▶ [The task] Count the lines in the items below that contain the string "street", treating upper and lower case as different. Reply with the number only.

───── Record excerpts ─────

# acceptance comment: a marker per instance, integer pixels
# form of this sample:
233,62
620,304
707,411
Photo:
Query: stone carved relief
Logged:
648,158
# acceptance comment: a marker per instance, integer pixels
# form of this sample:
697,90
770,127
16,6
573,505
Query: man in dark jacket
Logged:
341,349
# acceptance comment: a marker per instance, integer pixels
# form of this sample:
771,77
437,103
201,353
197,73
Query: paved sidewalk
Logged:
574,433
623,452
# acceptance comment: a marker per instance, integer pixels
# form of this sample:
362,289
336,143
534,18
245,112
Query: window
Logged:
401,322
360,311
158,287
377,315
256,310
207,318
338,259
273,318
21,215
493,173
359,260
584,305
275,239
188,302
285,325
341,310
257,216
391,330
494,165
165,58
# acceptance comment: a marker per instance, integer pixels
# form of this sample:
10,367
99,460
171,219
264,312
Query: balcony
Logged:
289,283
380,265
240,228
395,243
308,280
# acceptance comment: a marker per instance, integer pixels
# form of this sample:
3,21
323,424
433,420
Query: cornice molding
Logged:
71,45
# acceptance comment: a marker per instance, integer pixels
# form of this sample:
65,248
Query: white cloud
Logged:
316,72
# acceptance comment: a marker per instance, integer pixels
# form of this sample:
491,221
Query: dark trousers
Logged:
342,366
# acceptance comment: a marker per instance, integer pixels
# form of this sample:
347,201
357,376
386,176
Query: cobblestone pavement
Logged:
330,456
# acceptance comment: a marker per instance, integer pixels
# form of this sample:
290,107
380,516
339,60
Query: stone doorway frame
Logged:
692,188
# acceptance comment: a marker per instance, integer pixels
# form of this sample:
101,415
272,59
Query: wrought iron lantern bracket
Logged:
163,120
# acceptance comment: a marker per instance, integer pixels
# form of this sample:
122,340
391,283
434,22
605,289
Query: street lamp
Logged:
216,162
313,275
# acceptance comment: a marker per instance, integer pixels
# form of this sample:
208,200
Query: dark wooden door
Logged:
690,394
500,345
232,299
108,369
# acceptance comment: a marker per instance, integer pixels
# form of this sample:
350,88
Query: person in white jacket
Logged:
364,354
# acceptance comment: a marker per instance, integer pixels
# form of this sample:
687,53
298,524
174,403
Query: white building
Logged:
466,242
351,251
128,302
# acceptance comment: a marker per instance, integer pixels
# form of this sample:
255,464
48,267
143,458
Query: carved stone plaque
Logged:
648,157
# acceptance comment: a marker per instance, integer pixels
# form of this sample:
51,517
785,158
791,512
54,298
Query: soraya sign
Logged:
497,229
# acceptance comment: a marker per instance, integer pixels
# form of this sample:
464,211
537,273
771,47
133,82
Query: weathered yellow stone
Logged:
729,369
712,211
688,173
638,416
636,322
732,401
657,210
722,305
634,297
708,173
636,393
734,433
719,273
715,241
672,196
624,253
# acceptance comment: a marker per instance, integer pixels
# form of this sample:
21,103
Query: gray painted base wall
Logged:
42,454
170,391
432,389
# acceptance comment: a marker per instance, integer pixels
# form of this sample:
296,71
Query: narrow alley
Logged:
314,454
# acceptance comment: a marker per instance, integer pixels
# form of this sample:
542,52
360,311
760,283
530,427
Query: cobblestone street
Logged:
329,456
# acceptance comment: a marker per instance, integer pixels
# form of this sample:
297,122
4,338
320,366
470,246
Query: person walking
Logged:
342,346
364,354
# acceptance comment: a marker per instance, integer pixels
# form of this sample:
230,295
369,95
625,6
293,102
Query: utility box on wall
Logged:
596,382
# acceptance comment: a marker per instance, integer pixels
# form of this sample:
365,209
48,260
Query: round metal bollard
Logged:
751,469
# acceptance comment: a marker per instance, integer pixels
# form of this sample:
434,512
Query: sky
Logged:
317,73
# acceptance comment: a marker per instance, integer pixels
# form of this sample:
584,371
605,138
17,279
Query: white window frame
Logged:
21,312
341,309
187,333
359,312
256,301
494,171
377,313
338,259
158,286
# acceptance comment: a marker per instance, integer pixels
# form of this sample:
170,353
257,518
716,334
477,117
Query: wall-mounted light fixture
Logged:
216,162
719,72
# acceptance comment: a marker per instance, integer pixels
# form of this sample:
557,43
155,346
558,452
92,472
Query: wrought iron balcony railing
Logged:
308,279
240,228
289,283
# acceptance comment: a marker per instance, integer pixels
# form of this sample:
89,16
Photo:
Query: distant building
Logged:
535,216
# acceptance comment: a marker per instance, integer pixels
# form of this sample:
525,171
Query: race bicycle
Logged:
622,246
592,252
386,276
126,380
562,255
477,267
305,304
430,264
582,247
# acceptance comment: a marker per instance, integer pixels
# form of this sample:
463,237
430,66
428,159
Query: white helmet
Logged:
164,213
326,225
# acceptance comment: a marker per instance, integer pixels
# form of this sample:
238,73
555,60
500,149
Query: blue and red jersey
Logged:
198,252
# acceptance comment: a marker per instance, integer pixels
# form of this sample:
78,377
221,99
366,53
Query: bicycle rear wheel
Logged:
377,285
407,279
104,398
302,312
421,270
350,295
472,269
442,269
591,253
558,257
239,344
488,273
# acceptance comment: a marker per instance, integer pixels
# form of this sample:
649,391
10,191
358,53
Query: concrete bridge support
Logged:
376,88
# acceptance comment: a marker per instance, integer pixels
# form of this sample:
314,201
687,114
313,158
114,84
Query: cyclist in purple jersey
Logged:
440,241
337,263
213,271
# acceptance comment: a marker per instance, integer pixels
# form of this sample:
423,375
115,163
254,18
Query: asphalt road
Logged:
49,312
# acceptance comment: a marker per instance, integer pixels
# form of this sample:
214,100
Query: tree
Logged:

─────

▶ [Answer to the exercise] 2